■ Request
Can you rewrite every line of the material, from its start through the line containing "point(299, 275)", scaling each point coordinate in the answers by 0.45 and rounding to whole numbers with halves rounded up, while leaving all other lines unchanged?
★ ★ ★ ★
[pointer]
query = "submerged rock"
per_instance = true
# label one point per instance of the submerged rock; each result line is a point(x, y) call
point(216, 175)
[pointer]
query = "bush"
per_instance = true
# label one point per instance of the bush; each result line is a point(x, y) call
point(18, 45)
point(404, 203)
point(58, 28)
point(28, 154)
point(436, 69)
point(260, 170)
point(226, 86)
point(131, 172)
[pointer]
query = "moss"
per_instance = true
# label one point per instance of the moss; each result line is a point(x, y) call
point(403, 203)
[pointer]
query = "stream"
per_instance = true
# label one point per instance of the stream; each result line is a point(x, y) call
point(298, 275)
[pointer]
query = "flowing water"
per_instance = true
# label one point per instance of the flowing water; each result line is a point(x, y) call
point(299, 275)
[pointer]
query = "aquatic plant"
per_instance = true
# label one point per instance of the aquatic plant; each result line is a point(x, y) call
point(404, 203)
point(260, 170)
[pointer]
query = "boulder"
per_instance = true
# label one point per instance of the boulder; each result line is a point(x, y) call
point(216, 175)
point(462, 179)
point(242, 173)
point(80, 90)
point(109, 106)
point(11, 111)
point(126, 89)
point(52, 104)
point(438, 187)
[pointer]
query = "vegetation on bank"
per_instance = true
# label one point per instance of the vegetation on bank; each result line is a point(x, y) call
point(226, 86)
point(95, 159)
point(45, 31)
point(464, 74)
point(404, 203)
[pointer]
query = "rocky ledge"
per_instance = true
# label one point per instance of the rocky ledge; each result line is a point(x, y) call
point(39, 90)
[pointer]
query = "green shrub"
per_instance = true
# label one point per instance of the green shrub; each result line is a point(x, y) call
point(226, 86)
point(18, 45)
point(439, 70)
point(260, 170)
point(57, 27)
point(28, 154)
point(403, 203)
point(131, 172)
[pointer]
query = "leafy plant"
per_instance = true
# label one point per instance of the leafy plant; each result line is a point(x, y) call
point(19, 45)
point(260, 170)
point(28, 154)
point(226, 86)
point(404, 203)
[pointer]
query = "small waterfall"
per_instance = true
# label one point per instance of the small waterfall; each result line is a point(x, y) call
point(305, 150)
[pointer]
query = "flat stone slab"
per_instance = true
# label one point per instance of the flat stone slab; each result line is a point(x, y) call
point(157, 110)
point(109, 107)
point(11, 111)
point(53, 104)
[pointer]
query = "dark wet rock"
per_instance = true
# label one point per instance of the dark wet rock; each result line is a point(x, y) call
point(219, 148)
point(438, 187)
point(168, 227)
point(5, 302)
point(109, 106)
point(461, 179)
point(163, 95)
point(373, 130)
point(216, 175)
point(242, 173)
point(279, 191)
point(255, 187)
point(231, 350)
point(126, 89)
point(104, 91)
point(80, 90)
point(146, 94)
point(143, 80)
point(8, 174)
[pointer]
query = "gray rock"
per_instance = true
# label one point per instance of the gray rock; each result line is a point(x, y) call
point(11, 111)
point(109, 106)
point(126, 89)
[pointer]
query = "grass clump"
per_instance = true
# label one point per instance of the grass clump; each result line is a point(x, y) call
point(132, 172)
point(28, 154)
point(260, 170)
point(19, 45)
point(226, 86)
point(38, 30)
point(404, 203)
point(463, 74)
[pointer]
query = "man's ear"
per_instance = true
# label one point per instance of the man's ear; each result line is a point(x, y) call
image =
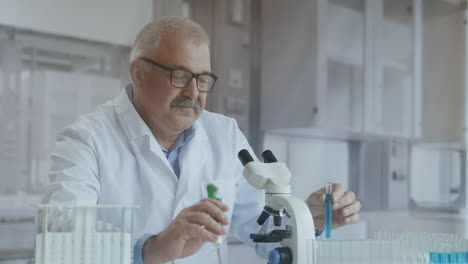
★ ★ ★ ★
■ Response
[pointer]
query = "submerged rock"
per_instance = true
# label one point per instance of the submerged rock; each result line is a point(x, y) call
point(97, 79)
[pointer]
query = "bush"
per_instance = true
# label one point per instance of the bush; each result line is a point(x, y) call
point(8, 20)
point(182, 91)
point(26, 13)
point(13, 69)
point(196, 31)
point(117, 77)
point(102, 39)
point(59, 77)
[pointer]
query = "moss"
per_instance = true
# label one point per instance of the moss; each result line is a point(x, y) call
point(181, 91)
[pointer]
query = "stream"
per_instance = true
# label one point per instance of the stream; each result line is a point(x, y) call
point(134, 124)
[pointer]
query = "flowing water"
per_instance = true
# label one point per instance of the flowing water; each result line is a point(x, y) call
point(135, 124)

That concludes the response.